[Supplied data Boundary: Start]

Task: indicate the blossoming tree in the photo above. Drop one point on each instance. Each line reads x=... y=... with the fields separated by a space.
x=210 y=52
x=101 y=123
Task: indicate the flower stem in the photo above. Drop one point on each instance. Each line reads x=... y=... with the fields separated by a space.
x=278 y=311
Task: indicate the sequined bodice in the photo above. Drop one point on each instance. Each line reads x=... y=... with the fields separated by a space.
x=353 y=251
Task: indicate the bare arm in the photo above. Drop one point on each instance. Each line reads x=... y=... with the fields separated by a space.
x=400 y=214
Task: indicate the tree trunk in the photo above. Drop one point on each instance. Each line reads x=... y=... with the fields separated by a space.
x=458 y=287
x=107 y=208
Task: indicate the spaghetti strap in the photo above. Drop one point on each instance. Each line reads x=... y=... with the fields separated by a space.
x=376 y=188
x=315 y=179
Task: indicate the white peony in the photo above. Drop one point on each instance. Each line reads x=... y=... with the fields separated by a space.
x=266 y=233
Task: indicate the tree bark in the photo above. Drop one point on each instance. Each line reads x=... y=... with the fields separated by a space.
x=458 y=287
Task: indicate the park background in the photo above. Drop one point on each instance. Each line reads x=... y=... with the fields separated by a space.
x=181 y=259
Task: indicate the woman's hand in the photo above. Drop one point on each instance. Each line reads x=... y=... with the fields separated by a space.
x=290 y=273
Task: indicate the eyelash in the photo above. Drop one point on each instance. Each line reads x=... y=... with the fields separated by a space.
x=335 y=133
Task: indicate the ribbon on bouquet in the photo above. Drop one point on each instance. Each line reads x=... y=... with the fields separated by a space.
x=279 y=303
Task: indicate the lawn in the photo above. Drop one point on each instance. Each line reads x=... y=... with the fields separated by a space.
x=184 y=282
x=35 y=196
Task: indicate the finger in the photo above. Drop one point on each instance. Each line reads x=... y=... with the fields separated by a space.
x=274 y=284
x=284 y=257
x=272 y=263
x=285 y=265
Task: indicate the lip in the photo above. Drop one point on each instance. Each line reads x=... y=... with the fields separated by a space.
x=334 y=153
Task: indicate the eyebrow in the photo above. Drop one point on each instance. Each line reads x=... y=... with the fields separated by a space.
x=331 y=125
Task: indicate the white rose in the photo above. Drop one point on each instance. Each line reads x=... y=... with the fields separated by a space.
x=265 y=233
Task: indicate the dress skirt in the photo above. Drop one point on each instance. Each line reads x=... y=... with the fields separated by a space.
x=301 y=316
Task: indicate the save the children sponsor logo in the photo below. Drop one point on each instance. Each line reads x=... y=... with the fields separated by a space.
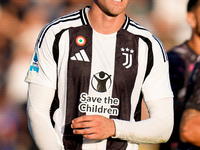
x=98 y=105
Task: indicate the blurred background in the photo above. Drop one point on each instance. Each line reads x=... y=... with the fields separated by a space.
x=20 y=24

[Supplied data Boundary: End]

__Aim of the task__
Without the pictures, return all the entries above exactly as they stand.

__Result of the task__
Task: indicate the blossoming tree in the photo above. Drop one point on each instance. Each line reads x=... y=... with the fields separated by a space.
x=210 y=52
x=101 y=123
Task: indicate the flower stem in the photo above. Drop one point on each instance. Each line reads x=... y=... with the fields separated by a space.
x=278 y=311
Task: indicate the sequined bodice in the photo above. Drop one point on each instance. Each line reads x=... y=... with the fields separated by a space.
x=353 y=251
Task: indicate the bare arm in the photo above. Drop one point on each instance. Each line reads x=... y=... with the fields separated by a space.
x=400 y=214
Task: indicate the tree trunk in the photo above. Drop one point on each instance. Each line reads x=... y=... with the fields separated by a space.
x=458 y=287
x=107 y=208
Task: indicate the spaghetti strap in the photo above. Drop one point on each instance. Each line reads x=... y=... with the fields separated by a space.
x=376 y=188
x=315 y=179
Task: indicate the white peony in the photo above. Drop one point on each instance. Each line reads x=... y=... with the fields separated by a space.
x=266 y=233
Task: indicate the tree bark in the photo above. Drop one point on each instance. Each line reads x=... y=... with the fields separated by a space.
x=458 y=287
Task: indicate the park background in the photo above. Drop one point on each instance. Each line reads x=... y=... with the fields separated by a space.
x=181 y=259
Task: indicate the woman's hand in the photo above. Drop one point on each instance. Each line reads x=... y=... with the fields separated by a space.
x=290 y=273
Task: indicate the eyelash in the photo above. Drop one point on each instance. Each line reads x=... y=... with the fields separated by a space.
x=335 y=133
Task: indicate the ribbon on bouquet in the photo above. Drop one point on each instance. Each line reads x=... y=... with the fields separated by a space.
x=279 y=303
Task: indicate the lawn in the photo above. Drop one point on each instance. Each line reads x=... y=... with the fields separated by a space.
x=184 y=282
x=35 y=196
Task: indicate the finger in the photo above. Drop one point on each instance. Each line reads x=... y=... with the fields separated by a space.
x=274 y=284
x=284 y=257
x=272 y=263
x=285 y=265
Task: indicate the lip in the photo above. Drop one point on each instance. Each line reads x=... y=... with the fields separated by a space.
x=334 y=153
Task: indicate the eyebrow in the photo above. Drop one point on each instance. Each line reads x=... y=... with the fields separated by a space.
x=331 y=125
Task: indicate the white rose in the photo above. Drop one point on each instance. Each line reads x=... y=... with the fields separated by a space.
x=265 y=233
Task: indicate the dress skirt in the photo above. Drop one point on each instance. Each line reads x=... y=... with the fields separated by a space.
x=301 y=316
Task: indicate the save the children sponsor logo in the photo below. Drop one point on each instance. Each line reads x=... y=... with the fields separated by a space.
x=98 y=105
Task: indicate the blurred background in the photo above. Drop one point on each instance. Each line reads x=... y=... with the fields separated by a space.
x=20 y=24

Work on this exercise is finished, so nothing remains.